[Data for processing Boundary: Start]
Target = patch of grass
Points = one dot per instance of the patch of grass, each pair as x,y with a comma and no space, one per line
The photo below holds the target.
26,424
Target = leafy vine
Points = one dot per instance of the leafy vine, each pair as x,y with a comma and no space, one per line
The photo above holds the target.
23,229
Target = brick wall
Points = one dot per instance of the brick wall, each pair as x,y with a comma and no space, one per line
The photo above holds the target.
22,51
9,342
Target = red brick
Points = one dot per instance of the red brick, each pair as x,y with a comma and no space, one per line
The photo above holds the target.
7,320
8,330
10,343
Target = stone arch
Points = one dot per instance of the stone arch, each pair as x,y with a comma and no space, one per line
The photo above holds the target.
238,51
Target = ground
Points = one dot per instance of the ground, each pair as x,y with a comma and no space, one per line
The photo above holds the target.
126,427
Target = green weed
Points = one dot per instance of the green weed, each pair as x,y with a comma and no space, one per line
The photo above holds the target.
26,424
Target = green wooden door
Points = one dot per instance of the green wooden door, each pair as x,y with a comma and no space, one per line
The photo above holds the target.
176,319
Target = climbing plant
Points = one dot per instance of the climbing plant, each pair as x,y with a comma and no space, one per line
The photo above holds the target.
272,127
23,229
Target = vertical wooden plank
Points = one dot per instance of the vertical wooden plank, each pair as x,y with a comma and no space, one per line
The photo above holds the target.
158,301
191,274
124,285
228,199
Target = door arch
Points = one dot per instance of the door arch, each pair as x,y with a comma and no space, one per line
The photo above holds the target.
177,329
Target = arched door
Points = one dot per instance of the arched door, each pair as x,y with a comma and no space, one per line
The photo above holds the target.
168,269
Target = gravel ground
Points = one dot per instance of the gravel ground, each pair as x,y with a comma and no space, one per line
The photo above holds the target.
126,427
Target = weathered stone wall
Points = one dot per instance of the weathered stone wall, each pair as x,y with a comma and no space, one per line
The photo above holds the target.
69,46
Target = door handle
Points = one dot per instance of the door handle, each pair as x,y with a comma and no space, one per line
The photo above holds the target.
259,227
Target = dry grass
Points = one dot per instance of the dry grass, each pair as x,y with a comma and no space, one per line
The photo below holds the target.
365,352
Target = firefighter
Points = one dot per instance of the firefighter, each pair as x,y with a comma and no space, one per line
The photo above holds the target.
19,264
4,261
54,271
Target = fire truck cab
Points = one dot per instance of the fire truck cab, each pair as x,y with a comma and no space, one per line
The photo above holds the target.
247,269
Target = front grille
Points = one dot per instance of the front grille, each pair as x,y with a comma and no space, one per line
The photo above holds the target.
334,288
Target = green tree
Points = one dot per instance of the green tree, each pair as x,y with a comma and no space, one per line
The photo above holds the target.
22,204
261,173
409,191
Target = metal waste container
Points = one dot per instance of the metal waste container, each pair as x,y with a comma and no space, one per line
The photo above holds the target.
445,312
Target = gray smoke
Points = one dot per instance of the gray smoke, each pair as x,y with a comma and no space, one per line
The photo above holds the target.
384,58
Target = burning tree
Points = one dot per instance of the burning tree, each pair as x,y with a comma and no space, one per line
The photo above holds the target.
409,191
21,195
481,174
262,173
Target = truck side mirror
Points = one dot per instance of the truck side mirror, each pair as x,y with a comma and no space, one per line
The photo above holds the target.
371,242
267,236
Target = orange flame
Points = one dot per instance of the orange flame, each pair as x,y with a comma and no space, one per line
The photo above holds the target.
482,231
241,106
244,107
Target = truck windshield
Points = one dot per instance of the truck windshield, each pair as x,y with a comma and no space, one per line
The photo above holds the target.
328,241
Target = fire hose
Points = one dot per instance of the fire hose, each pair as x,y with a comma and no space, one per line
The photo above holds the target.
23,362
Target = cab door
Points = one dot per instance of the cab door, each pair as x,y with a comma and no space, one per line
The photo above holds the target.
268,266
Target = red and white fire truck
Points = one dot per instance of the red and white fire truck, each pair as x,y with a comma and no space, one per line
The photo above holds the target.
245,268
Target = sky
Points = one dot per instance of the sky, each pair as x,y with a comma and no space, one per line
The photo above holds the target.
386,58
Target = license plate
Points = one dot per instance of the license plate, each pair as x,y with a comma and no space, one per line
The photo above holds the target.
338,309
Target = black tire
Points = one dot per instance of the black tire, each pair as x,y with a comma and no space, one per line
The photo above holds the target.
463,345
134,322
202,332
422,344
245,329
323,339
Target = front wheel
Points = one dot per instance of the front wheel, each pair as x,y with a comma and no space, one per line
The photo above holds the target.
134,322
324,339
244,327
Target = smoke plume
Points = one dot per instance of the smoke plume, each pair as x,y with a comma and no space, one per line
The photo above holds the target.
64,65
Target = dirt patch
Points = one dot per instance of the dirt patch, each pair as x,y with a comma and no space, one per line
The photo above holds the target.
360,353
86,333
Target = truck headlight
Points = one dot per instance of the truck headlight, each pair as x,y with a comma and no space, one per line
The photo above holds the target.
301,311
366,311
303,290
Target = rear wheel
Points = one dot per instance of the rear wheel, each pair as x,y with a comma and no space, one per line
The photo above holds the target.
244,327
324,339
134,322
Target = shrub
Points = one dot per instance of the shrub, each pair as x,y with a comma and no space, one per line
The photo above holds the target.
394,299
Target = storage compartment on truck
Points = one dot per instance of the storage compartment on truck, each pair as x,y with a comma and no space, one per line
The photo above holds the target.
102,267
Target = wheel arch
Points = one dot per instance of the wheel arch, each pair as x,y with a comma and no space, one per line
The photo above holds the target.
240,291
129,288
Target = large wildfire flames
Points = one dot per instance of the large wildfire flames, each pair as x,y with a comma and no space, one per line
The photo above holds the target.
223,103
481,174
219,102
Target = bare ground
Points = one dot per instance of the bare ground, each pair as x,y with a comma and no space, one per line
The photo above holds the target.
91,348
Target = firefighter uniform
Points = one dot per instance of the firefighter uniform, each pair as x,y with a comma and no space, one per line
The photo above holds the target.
[Data for processing Boundary: End]
[Data for processing Boundary: Start]
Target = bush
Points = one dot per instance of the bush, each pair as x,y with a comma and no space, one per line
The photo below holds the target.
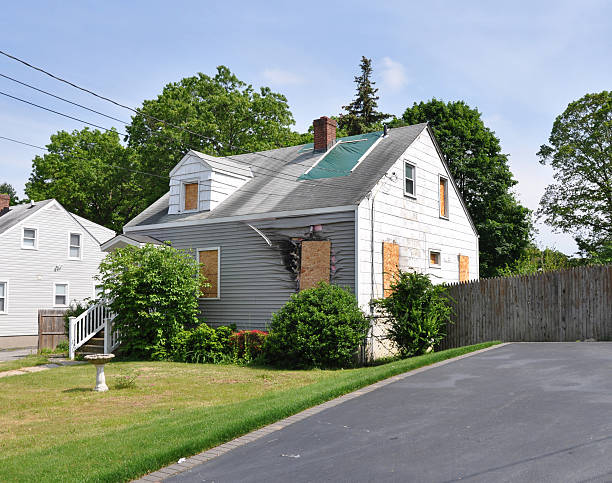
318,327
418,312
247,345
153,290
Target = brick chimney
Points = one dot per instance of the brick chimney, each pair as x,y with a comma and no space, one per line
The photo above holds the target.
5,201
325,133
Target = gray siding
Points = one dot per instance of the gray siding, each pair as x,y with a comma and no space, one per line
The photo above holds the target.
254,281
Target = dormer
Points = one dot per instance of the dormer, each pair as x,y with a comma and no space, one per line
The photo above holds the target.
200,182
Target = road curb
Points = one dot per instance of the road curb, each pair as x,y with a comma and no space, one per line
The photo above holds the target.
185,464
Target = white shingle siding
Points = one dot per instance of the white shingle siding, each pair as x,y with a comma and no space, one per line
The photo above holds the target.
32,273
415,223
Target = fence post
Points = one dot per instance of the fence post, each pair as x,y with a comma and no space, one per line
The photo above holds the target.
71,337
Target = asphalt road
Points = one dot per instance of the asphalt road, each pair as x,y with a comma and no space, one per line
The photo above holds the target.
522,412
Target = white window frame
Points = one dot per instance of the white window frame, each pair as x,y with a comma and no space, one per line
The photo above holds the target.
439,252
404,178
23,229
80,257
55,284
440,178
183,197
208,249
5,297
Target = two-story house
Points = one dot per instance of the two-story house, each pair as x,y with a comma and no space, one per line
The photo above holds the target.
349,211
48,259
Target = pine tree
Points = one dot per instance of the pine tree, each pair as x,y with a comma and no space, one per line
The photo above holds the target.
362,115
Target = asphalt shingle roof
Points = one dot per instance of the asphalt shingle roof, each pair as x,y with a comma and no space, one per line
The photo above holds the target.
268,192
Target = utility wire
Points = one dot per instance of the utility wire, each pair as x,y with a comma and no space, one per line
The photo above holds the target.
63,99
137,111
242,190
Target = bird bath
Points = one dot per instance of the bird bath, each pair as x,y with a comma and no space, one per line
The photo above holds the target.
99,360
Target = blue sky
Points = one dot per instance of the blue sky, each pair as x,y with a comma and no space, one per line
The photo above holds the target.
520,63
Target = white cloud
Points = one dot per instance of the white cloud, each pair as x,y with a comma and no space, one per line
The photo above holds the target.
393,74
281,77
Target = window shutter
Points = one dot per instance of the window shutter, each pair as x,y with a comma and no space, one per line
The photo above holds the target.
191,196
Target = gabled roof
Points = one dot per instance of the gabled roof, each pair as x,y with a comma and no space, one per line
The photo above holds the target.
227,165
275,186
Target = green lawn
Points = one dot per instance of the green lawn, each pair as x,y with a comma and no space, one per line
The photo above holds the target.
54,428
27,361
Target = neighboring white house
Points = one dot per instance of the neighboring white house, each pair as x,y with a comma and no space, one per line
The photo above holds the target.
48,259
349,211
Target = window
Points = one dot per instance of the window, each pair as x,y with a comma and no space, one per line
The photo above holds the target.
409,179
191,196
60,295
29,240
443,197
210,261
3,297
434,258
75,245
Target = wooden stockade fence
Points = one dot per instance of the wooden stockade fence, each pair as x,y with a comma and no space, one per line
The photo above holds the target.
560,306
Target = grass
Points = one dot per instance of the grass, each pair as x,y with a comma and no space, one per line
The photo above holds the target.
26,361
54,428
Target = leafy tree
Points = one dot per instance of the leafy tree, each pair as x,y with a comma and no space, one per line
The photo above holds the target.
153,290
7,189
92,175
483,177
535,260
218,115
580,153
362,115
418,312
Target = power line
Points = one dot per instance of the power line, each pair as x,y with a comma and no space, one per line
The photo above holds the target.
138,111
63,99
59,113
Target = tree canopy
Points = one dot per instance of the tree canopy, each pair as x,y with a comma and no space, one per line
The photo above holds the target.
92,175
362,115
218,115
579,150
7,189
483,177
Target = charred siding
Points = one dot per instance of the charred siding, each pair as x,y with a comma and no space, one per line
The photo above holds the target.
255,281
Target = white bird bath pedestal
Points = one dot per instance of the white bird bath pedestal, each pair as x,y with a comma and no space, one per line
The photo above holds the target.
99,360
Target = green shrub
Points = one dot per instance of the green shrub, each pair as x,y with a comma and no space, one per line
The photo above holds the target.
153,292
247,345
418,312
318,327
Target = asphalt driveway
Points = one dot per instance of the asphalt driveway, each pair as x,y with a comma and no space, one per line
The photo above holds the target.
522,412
[Data for processing Boundary: End]
[Data for processing Boundary: Start]
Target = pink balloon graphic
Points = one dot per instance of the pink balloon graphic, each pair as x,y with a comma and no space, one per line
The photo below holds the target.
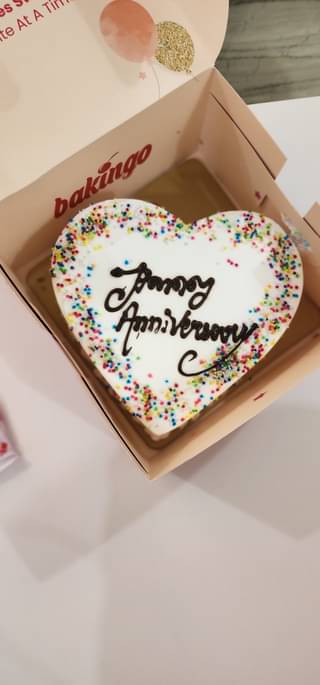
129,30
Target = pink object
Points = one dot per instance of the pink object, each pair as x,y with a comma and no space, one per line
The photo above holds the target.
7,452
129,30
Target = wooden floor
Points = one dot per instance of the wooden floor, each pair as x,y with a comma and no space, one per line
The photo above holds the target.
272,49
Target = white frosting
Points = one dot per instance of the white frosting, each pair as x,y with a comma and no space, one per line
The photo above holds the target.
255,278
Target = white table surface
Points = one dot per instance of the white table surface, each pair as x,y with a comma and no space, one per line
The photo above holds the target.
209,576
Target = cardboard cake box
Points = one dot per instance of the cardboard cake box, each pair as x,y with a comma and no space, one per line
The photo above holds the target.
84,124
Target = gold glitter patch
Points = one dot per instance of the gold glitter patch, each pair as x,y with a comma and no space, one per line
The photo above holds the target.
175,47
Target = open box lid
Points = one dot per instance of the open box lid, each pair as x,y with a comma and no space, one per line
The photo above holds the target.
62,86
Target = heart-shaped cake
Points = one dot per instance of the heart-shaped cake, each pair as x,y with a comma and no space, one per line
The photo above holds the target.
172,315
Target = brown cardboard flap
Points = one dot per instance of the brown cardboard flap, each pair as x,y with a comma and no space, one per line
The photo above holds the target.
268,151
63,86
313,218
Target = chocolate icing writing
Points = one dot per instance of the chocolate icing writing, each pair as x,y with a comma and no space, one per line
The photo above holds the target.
[Data for processing Boundary: End]
Directions for this task –
List the lines of the material in which the word "pink" occurs.

Answer to this problem –
Target = pink balloon graphic
Points = one dot per instance of the pink balloon graphic, each pair as x,y with a comma and no space, one per line
Target = pink object
Points = one dot per instance of the pink object, each pair as x,y with a comma and no space, one per line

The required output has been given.